**WORK ITEM:** Use the entries below to count the lines that hold the word "wing"; answer with the number only.

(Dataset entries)

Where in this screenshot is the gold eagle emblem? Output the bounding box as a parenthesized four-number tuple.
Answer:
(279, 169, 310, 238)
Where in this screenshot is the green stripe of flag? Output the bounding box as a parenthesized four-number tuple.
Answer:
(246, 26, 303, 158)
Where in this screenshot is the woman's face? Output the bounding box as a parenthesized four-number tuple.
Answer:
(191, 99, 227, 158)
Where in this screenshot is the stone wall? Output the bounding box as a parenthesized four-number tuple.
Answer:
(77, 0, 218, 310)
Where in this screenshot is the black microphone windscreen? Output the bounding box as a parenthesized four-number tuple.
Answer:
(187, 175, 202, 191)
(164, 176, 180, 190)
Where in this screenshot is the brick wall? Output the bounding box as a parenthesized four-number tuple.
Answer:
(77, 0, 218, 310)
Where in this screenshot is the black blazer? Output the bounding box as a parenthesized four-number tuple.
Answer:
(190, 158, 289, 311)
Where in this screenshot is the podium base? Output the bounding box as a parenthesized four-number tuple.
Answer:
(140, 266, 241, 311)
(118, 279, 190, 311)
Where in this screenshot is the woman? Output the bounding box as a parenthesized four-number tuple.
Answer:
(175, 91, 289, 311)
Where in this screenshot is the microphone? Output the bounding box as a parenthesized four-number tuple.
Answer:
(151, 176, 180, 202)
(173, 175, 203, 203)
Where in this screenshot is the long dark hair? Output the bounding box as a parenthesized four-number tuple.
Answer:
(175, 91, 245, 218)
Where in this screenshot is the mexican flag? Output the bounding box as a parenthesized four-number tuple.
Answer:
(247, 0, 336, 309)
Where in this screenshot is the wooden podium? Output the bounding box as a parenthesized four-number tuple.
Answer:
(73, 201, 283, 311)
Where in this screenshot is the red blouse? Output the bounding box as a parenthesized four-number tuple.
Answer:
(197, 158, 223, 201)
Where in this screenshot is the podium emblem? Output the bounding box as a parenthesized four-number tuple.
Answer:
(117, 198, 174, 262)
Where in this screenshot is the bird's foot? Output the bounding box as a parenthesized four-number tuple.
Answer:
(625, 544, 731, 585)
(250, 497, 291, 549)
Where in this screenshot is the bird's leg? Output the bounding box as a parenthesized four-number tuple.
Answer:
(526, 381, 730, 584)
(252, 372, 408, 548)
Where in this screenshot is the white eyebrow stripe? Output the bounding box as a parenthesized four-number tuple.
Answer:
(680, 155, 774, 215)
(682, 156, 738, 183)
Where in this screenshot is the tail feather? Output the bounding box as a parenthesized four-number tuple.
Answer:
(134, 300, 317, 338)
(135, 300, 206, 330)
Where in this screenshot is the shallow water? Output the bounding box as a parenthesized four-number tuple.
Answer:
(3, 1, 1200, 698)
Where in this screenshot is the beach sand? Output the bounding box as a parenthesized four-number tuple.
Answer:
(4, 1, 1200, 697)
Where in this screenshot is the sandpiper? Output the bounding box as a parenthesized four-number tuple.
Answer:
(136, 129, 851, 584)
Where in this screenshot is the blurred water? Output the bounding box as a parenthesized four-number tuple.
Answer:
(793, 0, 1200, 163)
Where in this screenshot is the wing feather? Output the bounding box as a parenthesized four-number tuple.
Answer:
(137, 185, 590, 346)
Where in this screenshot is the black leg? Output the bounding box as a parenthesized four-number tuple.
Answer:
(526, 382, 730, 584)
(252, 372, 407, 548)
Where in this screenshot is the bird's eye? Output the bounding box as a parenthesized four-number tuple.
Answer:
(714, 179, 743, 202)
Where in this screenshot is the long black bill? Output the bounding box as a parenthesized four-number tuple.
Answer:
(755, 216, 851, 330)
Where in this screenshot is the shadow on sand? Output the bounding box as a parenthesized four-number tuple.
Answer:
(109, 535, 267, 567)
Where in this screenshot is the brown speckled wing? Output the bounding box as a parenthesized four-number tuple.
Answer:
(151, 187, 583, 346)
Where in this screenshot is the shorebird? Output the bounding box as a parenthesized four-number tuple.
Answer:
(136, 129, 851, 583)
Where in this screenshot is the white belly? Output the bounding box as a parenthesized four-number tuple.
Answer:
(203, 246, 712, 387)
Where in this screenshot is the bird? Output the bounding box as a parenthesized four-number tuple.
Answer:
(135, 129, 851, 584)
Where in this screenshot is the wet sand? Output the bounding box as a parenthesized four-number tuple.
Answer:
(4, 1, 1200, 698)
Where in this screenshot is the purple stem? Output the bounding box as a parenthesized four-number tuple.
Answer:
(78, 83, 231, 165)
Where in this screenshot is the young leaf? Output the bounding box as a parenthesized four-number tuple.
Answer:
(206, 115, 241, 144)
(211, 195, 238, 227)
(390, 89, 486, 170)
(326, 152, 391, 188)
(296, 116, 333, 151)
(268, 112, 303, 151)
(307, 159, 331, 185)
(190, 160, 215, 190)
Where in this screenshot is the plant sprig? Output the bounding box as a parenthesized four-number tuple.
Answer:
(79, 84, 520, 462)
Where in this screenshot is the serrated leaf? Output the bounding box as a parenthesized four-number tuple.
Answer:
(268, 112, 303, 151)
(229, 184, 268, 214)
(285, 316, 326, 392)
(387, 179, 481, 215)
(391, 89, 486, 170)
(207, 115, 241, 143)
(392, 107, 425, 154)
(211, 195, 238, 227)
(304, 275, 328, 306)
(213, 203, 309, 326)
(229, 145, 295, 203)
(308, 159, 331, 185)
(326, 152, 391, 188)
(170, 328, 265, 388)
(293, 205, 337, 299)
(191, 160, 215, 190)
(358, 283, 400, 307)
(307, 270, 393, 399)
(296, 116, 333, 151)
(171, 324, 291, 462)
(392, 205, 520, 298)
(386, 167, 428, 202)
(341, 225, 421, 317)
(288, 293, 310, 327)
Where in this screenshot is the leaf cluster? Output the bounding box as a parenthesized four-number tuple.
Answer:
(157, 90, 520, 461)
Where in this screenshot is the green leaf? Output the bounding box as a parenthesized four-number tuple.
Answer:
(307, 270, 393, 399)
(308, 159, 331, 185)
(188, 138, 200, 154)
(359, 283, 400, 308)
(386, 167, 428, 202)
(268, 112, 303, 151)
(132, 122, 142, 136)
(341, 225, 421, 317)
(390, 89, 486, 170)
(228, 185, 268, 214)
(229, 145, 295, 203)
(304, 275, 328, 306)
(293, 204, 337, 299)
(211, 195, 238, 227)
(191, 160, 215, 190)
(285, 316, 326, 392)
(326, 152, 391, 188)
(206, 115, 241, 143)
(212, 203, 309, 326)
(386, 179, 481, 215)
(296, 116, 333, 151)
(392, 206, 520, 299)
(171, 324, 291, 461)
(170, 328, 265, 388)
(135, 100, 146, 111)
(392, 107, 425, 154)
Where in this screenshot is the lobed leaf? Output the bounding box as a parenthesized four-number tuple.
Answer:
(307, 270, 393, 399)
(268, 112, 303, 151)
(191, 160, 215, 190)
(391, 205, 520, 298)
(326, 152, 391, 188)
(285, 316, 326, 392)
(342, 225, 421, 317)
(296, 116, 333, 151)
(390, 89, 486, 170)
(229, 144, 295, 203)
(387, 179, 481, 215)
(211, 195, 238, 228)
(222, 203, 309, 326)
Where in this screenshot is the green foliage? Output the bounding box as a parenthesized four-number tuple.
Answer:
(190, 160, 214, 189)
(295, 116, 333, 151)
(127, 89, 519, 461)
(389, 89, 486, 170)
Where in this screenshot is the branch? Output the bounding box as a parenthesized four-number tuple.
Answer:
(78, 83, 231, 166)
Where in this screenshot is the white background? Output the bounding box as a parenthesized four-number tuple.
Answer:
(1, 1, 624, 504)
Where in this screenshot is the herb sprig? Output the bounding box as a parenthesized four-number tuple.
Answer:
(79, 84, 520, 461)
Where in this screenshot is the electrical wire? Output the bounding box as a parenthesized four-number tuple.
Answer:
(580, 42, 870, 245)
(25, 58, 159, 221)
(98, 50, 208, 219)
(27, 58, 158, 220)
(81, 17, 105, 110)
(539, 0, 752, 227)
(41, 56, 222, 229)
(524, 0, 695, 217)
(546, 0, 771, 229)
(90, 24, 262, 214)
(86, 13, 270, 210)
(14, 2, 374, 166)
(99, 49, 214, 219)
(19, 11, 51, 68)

**OUTPUT FOR THIS TASK:** 2